_Given request_: Print the records below word for word, leaving out the pictures.

Object position labeling entries
● ● ●
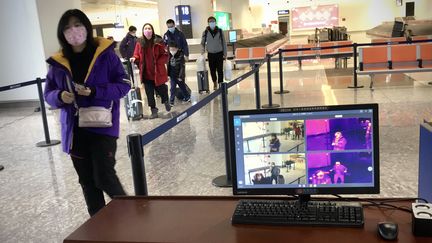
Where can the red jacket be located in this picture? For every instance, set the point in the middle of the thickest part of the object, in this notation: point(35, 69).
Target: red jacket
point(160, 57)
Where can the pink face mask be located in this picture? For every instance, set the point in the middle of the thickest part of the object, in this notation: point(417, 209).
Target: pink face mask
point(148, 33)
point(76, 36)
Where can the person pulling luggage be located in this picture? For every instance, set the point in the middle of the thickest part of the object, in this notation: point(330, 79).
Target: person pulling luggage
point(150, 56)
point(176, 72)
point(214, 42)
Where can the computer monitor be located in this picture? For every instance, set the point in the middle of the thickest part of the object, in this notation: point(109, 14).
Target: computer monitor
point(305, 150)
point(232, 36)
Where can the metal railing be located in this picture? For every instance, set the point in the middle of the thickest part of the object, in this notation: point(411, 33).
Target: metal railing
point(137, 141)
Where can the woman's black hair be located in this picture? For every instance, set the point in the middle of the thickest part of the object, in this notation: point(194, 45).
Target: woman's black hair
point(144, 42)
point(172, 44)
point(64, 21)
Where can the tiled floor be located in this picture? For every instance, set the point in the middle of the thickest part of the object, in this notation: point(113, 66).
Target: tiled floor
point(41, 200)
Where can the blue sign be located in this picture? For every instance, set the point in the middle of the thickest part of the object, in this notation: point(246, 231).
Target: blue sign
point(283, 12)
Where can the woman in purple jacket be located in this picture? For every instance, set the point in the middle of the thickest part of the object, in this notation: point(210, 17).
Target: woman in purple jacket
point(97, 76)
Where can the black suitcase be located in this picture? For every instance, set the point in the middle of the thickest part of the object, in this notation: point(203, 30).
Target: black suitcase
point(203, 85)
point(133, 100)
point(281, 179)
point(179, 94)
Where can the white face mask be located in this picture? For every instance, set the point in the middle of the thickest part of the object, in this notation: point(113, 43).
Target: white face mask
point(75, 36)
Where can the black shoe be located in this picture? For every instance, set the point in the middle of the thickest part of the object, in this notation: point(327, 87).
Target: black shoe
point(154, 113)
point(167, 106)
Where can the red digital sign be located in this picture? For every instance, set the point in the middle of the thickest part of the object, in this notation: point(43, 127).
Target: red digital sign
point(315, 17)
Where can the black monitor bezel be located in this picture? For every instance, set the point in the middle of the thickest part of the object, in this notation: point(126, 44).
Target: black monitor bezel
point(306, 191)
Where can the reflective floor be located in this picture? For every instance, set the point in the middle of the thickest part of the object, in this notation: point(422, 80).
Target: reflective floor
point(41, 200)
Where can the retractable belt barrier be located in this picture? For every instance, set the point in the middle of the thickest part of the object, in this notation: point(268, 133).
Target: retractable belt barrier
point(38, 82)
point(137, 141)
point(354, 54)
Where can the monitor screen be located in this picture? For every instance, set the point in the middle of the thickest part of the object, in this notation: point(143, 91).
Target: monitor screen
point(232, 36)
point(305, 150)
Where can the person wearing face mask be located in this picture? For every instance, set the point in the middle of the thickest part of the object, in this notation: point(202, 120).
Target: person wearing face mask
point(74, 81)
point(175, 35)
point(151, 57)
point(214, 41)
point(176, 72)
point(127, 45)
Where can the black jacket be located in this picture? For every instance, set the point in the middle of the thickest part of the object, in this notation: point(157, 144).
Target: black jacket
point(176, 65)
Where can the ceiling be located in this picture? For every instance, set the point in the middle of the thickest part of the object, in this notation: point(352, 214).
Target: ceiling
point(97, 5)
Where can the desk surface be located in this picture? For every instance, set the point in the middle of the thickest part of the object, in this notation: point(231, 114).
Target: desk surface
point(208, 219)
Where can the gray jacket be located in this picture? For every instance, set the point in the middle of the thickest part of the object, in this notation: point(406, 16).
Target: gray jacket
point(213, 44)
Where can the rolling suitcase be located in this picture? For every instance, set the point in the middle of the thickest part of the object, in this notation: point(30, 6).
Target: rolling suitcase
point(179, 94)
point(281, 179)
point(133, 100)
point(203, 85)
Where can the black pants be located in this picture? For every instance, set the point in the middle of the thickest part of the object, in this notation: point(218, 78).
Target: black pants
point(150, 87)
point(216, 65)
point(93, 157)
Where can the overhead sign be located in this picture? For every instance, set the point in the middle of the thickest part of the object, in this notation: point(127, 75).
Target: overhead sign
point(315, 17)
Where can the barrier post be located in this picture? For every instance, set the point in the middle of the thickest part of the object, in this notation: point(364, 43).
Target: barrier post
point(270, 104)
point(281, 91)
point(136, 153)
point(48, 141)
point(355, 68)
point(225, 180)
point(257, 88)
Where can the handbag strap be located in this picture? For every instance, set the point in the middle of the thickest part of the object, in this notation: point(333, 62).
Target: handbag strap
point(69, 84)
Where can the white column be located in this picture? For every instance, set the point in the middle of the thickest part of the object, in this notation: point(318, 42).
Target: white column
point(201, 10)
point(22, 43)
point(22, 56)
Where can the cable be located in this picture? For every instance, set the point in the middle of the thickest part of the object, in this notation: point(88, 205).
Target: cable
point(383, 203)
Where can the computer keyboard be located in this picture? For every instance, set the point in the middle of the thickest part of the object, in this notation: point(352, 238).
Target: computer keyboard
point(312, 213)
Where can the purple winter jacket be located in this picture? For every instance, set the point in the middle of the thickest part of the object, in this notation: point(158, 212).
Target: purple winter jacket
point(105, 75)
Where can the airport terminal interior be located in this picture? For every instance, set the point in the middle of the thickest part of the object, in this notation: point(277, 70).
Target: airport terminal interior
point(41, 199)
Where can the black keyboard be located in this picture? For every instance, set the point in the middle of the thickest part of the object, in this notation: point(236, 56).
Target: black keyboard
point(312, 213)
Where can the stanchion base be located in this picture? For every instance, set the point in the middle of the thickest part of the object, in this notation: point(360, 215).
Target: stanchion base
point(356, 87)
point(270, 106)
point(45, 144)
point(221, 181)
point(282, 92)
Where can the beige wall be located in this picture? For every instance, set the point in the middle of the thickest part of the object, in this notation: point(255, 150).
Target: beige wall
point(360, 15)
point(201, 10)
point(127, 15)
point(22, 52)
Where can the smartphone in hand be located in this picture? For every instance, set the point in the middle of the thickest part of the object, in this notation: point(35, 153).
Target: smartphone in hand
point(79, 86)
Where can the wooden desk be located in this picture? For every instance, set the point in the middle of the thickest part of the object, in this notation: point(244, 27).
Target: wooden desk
● ● ●
_Exercise result_:
Where can the red jacket be located in this picture? For every instance, set the point in the middle of the thickest part of the object, in this notation: point(35, 69).
Target: red jacket
point(160, 57)
Where can the pink face mask be located in this picture? For every instance, set the point in the middle of the thickest part of the object, in this notation: point(417, 209).
Target: pink face mask
point(148, 33)
point(76, 36)
Where can the person pulling luggage be located in this picture? For every instance, set the point in the middle of the thickest part of the object, in this notation: point(330, 79).
Target: person pulling luggage
point(150, 56)
point(176, 72)
point(214, 42)
Where can the computer monitor be located in this picture? For every instance, set the point in the middle of the thickest part of the object, in this notation: point(109, 14).
Target: computer monitor
point(305, 150)
point(232, 36)
Where can the metal railing be located in this picture? For every instance, set the point in the middle of the thickest part of the object, in this notation: point(411, 33).
Target: metal railing
point(137, 141)
Where can the woman's black hair be located in this picture? For every instance, set the point in the middle of the thickest part of the object, in this notation: point(194, 45).
Target: woman's black hair
point(144, 42)
point(172, 44)
point(64, 21)
Where can the tiled floor be located in this picture? For every instance, set the point in the middle of the thickest part of the object, in this notation: point(113, 66).
Target: tiled floor
point(41, 200)
Where can the blue sign be located in this picture? For every instance, set the point in the middle of the thickest part of the object, in this notation: point(246, 231).
Target: blue sign
point(283, 12)
Where can the woman in purple jacket be located in this picture? For every instance, set the point in the middle of the thickest part of the object, in this notation: point(210, 17).
Target: woman in purple jacket
point(97, 76)
Where can the black suitcase be located in this picture? For every instance, set the point in the middle of the thickest part of the object, in this notation: point(203, 30).
Target: black suitcase
point(203, 85)
point(133, 100)
point(281, 179)
point(179, 94)
Where can the white face mask be located in this picture? For every instance, set the point in the middle of the thickest part of the object, in this notation: point(113, 43).
Target: white face mask
point(75, 36)
Where can the black shoe be located in this picture? For every instance, set the point in the middle of the thickest part of the object, in this notation: point(327, 87).
Target: black shoe
point(154, 113)
point(167, 106)
Where can the red digital sign be located in this picture? For every instance, set the point in the middle of the thickest part of the object, in this notation: point(43, 127).
Target: red digital sign
point(315, 17)
Where can the black monitor bezel be located in this picture? For every instance, set the point in the middle of the thickest part of the object, in this notation: point(126, 44).
Target: black monitor bezel
point(306, 191)
Where can the reflective floor be located in this picture? For every instance, set the point in the middle of the thickest part of the object, in this notation: point(422, 80).
Target: reflective floor
point(41, 200)
Where can the retractable belt barrier be located in this picture? For every instance, set the point in the middle of the thickest part of the object, in this notation: point(268, 133).
Target: retractable belt barrier
point(38, 82)
point(137, 141)
point(354, 54)
Where can the monitor screen be located in this picture? For every instance, set the point in the middle of the thickest part of the object, in this notation: point(143, 91).
Target: monitor screen
point(232, 36)
point(305, 150)
Where can the person wearing face mask be located in this picture? For every instance, set the point in the middle of the thickest part of the object, in this notation: point(202, 120).
Target: person wearing face mask
point(74, 81)
point(175, 35)
point(151, 57)
point(214, 41)
point(176, 72)
point(127, 45)
Where can the black jacket be located in this picture? For every instance, set the point in the middle of the thickest part of the object, in this notation: point(157, 144).
Target: black jacket
point(176, 65)
Where can the ceiling be located in this picture? For every instance, set the point in the middle of the thickest part of the object, in this notation: point(352, 214).
Target: ceiling
point(97, 5)
Where can the desk surface be located in this picture? For every instance, set the point in the middle of the thickest part of the object, in this notation: point(231, 114).
Target: desk surface
point(208, 219)
Where can the gray jacket be located in this picture? For every instance, set the point in the middle of the thickest part of the object, in this notation: point(406, 16).
Target: gray jacket
point(213, 44)
Where can the rolling suitcase be located in this picture? For every instance, set the point in the middle of the thickest part of the object, in this notation: point(30, 6).
Target: rolling suitcase
point(179, 94)
point(281, 179)
point(133, 100)
point(203, 85)
Where can the black pants be located in this picture? For every instance, set the point in the middle of the thickest part of the object, in this notation: point(218, 78).
Target: black pants
point(150, 87)
point(216, 65)
point(93, 157)
Where can the overhead sign be located in this picture? For every instance, set the point in the middle of the thickest part of the object, in this notation: point(127, 75).
Target: overhead sign
point(315, 17)
Where can the barrier post be located in this picture? For every instance, set the point in the middle of the thickest part of the object, in this notation: point(364, 43).
Target: barrier post
point(270, 104)
point(281, 91)
point(136, 153)
point(48, 141)
point(355, 68)
point(225, 180)
point(257, 88)
Where can the handbag strap be located in this picture? For every instance, set the point in the middle of the thickest part of the object, in this notation: point(333, 62).
Target: handbag strap
point(69, 84)
Where can the white column be located in this picture? For every instance, set the point in the middle of the thickest part of the object, in this notation: point(318, 42).
Target: white column
point(201, 10)
point(22, 43)
point(22, 56)
Where can the cable be located in this picture? For every instance, set the point in the middle of the thickest part of the object, in this notation: point(88, 205).
Target: cable
point(383, 203)
Where can the computer keyboard be located in this picture? For every instance, set the point in the middle of the thickest part of the object, in this notation: point(352, 238).
Target: computer keyboard
point(312, 213)
Where can the purple winter jacket be located in this picture? For every instance, set the point in the middle of the thickest part of the object, in this notation: point(158, 212).
Target: purple winter jacket
point(105, 75)
Where can the airport terminal interior be located in this picture? For every instance, set the point in the middle of the thickest part of the object, in this notation: point(277, 70).
Target: airport terminal interior
point(41, 199)
Where can the black keyboard be located in this picture? For every instance, set the point in the middle of the thickest part of the object, in this notation: point(236, 56).
Target: black keyboard
point(312, 213)
Where can the stanchion base be located in this picture? For every instance, set the point in the middle of the thickest part of the object, in this notation: point(360, 215).
Target: stanchion base
point(356, 87)
point(270, 106)
point(45, 144)
point(221, 181)
point(282, 92)
Where can the beige wall be located in this picture? For every instance, set the point in the middle of the thickest part of the object, in this notation: point(255, 150).
Target: beige wall
point(360, 15)
point(201, 10)
point(127, 15)
point(22, 52)
Where can the smartphone in hand be located in this picture? For every instance, set the point in the middle of the thickest part of the object, in this notation: point(35, 153).
Target: smartphone in hand
point(79, 86)
Where can the wooden desk be located in this picture? For every instance, set the point in the middle of the thickest part of the object, in this notation: point(244, 27).
Target: wooden desk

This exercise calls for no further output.